Exercise goal. Return every line below that contains the string "asphalt". Case counts, so match capitals and lowercase letters as given.

Available records.
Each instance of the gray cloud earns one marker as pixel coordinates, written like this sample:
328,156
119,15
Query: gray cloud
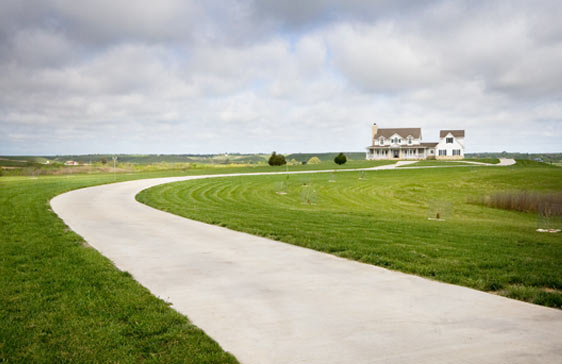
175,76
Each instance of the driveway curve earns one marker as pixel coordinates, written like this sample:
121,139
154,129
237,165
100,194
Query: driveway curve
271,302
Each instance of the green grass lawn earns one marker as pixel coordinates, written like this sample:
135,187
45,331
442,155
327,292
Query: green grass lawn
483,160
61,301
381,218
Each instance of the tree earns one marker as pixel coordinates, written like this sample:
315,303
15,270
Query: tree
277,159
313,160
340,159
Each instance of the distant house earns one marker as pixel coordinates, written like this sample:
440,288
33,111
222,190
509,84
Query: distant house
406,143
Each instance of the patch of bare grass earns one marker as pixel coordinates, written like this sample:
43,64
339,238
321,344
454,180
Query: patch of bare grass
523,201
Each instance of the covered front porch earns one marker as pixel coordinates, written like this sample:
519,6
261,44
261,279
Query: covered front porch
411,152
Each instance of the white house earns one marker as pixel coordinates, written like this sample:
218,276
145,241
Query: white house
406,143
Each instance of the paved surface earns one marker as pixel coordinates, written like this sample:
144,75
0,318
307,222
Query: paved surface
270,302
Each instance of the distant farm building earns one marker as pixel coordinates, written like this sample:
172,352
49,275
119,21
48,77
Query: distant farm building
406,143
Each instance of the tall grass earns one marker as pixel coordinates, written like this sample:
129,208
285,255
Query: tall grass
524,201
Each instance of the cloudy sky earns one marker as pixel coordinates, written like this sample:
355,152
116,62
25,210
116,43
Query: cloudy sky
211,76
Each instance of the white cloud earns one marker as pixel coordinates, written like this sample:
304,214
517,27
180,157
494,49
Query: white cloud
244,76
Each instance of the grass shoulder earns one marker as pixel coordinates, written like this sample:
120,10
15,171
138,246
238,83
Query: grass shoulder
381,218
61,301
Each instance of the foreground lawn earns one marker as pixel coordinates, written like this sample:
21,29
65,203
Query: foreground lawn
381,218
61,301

* * *

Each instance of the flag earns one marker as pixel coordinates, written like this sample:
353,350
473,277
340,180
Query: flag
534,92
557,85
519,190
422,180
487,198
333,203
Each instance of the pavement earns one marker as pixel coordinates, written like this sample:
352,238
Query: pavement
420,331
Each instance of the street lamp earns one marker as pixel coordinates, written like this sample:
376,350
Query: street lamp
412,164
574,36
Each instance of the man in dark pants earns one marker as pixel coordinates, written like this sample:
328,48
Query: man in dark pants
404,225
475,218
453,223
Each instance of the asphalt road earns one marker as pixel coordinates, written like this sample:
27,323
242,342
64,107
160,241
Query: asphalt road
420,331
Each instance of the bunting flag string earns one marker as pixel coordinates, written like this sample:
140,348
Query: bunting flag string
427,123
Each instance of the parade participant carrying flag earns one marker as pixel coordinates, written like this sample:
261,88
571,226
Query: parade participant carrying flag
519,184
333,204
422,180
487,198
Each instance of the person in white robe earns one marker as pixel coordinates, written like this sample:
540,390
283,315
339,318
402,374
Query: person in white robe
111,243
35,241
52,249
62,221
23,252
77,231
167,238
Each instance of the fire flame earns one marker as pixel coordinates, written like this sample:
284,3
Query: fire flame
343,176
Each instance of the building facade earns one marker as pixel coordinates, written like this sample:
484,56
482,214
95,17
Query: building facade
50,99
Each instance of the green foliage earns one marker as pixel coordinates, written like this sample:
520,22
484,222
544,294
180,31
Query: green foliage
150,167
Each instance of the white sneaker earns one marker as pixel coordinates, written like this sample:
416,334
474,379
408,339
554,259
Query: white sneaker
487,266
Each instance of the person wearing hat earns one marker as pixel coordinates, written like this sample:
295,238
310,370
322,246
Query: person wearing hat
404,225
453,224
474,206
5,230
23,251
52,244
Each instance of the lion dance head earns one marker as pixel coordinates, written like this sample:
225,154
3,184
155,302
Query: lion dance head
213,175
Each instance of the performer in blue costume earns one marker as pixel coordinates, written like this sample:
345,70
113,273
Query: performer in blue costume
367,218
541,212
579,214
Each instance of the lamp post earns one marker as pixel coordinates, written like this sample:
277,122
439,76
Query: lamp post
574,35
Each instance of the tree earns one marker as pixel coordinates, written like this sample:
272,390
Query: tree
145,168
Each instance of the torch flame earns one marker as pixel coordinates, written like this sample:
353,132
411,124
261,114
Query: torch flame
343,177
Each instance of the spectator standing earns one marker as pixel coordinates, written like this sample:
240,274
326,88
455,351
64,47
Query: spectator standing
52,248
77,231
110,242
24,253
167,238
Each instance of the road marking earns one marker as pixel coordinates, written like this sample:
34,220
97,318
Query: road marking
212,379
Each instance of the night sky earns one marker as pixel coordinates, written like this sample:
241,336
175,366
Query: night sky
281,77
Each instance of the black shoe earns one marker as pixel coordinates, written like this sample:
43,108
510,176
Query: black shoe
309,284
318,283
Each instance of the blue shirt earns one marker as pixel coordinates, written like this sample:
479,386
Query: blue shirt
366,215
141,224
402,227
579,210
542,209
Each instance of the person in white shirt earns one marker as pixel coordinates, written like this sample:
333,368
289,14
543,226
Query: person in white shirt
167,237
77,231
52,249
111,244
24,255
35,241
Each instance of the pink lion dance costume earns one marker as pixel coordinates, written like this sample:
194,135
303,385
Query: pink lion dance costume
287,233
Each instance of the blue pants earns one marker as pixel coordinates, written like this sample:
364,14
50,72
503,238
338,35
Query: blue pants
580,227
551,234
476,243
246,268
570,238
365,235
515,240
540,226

Result of the task.
Each instance of the asphalt road earns one marker as pixel coordinates, written like this sample:
Query: asphalt road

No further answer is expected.